### [Free-text object descriptions]
┌────────

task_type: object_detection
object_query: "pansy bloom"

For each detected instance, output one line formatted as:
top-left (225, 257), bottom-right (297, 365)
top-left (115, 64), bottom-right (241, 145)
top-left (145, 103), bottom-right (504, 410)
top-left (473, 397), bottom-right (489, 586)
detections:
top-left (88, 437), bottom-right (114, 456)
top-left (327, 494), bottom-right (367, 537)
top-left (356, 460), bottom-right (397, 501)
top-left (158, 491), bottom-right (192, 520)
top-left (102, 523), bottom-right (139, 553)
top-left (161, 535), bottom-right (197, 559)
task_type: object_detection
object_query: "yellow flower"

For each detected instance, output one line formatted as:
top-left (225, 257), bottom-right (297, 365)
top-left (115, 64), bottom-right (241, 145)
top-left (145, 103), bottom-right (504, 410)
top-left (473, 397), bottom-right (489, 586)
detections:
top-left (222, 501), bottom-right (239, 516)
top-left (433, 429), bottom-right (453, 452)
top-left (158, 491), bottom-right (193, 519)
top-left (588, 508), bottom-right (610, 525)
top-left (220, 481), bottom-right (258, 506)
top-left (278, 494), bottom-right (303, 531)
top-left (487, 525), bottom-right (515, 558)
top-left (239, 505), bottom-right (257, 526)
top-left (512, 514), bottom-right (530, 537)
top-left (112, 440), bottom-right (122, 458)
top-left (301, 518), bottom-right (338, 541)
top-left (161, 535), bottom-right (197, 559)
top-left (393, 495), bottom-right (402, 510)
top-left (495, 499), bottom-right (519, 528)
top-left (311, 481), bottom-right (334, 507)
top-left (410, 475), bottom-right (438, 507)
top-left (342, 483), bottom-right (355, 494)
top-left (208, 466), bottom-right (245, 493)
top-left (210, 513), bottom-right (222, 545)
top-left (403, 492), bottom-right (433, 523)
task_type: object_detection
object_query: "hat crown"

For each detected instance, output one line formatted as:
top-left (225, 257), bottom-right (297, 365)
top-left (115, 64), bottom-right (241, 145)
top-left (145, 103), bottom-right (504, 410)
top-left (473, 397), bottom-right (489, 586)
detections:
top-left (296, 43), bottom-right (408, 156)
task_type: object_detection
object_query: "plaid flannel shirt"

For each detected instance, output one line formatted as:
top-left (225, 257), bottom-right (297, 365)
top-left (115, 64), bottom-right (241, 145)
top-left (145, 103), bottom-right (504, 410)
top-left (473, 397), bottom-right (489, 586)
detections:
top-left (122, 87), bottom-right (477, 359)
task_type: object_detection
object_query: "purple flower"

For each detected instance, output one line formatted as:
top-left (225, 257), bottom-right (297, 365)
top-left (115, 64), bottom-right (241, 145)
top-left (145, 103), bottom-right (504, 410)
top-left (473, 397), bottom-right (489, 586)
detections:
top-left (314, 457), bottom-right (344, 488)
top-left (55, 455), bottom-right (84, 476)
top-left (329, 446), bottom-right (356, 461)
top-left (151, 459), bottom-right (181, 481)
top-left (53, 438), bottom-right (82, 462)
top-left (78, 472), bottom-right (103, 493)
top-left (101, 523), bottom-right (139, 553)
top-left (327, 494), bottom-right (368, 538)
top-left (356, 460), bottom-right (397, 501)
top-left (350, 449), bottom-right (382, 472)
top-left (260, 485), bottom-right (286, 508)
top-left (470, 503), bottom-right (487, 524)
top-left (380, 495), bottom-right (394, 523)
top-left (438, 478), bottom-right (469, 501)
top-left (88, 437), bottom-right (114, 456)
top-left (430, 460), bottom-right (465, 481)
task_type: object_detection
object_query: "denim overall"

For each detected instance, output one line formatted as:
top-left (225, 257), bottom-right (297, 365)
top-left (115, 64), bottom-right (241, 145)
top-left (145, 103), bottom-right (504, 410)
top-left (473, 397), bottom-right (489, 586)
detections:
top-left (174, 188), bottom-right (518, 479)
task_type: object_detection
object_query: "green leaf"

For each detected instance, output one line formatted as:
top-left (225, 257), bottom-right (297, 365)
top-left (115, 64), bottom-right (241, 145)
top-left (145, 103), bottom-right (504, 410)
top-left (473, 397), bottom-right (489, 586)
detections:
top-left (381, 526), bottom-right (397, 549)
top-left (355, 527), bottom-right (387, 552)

└────────

### [What is expected]
All the lines above should appear again in the answer, exactly as written.

### [Exercise response]
task_type: object_detection
object_query: "pansy bloom"

For each detected instance, output one line formatted as:
top-left (225, 257), bottom-right (297, 365)
top-left (115, 64), bottom-right (241, 145)
top-left (145, 103), bottom-right (504, 410)
top-left (473, 397), bottom-right (489, 586)
detections:
top-left (88, 437), bottom-right (114, 456)
top-left (327, 494), bottom-right (367, 537)
top-left (356, 460), bottom-right (397, 501)
top-left (158, 491), bottom-right (192, 520)
top-left (102, 523), bottom-right (139, 553)
top-left (161, 535), bottom-right (197, 559)
task_type: object_detection
object_query: "yellow flower"

For each detected instance, output one line formatted as:
top-left (225, 257), bottom-right (297, 365)
top-left (115, 64), bottom-right (241, 145)
top-left (145, 103), bottom-right (504, 410)
top-left (473, 397), bottom-right (489, 586)
detections:
top-left (222, 501), bottom-right (239, 516)
top-left (433, 429), bottom-right (453, 452)
top-left (158, 491), bottom-right (193, 519)
top-left (588, 508), bottom-right (610, 525)
top-left (220, 481), bottom-right (258, 506)
top-left (278, 494), bottom-right (303, 531)
top-left (487, 525), bottom-right (515, 558)
top-left (239, 505), bottom-right (257, 526)
top-left (512, 514), bottom-right (530, 537)
top-left (112, 440), bottom-right (122, 458)
top-left (301, 518), bottom-right (338, 541)
top-left (161, 535), bottom-right (197, 559)
top-left (393, 495), bottom-right (402, 510)
top-left (495, 499), bottom-right (519, 528)
top-left (311, 481), bottom-right (334, 507)
top-left (410, 475), bottom-right (438, 507)
top-left (342, 483), bottom-right (355, 494)
top-left (208, 466), bottom-right (245, 493)
top-left (210, 513), bottom-right (222, 545)
top-left (403, 492), bottom-right (433, 523)
task_type: object_detection
object_query: "hat crown"

For each detected instance, output one line formatted as:
top-left (225, 257), bottom-right (297, 365)
top-left (115, 64), bottom-right (241, 145)
top-left (145, 103), bottom-right (504, 410)
top-left (473, 397), bottom-right (489, 586)
detections:
top-left (296, 43), bottom-right (408, 156)
task_type: object_detection
object_query: "plaid flannel shirt"

For each detected instance, output one line formatted as:
top-left (225, 257), bottom-right (297, 365)
top-left (115, 64), bottom-right (241, 145)
top-left (145, 103), bottom-right (504, 410)
top-left (473, 397), bottom-right (489, 586)
detections:
top-left (122, 87), bottom-right (477, 359)
task_type: object_detection
object_query: "purple flower"

For each detected instance, output one line formatted as:
top-left (225, 257), bottom-right (297, 365)
top-left (115, 64), bottom-right (241, 145)
top-left (145, 103), bottom-right (504, 410)
top-left (473, 397), bottom-right (489, 586)
detections:
top-left (314, 457), bottom-right (344, 488)
top-left (55, 455), bottom-right (84, 476)
top-left (329, 446), bottom-right (356, 461)
top-left (151, 459), bottom-right (181, 481)
top-left (53, 438), bottom-right (82, 462)
top-left (78, 472), bottom-right (103, 493)
top-left (101, 523), bottom-right (139, 553)
top-left (327, 494), bottom-right (368, 538)
top-left (356, 460), bottom-right (397, 501)
top-left (350, 449), bottom-right (382, 472)
top-left (260, 485), bottom-right (286, 508)
top-left (470, 503), bottom-right (487, 524)
top-left (380, 495), bottom-right (394, 523)
top-left (438, 478), bottom-right (469, 501)
top-left (88, 437), bottom-right (114, 456)
top-left (430, 460), bottom-right (465, 481)
task_type: object_detection
object_query: "denim overall"

For each detected instance, output one line formatted as:
top-left (225, 257), bottom-right (297, 365)
top-left (115, 64), bottom-right (241, 145)
top-left (145, 103), bottom-right (504, 410)
top-left (473, 397), bottom-right (489, 586)
detections:
top-left (174, 188), bottom-right (518, 479)
task_type: object_detection
object_query: "green leaf"

For each detected instance, output one line formatted as:
top-left (225, 257), bottom-right (297, 365)
top-left (115, 64), bottom-right (241, 145)
top-left (145, 103), bottom-right (504, 410)
top-left (473, 397), bottom-right (489, 586)
detections:
top-left (381, 526), bottom-right (397, 549)
top-left (355, 527), bottom-right (387, 552)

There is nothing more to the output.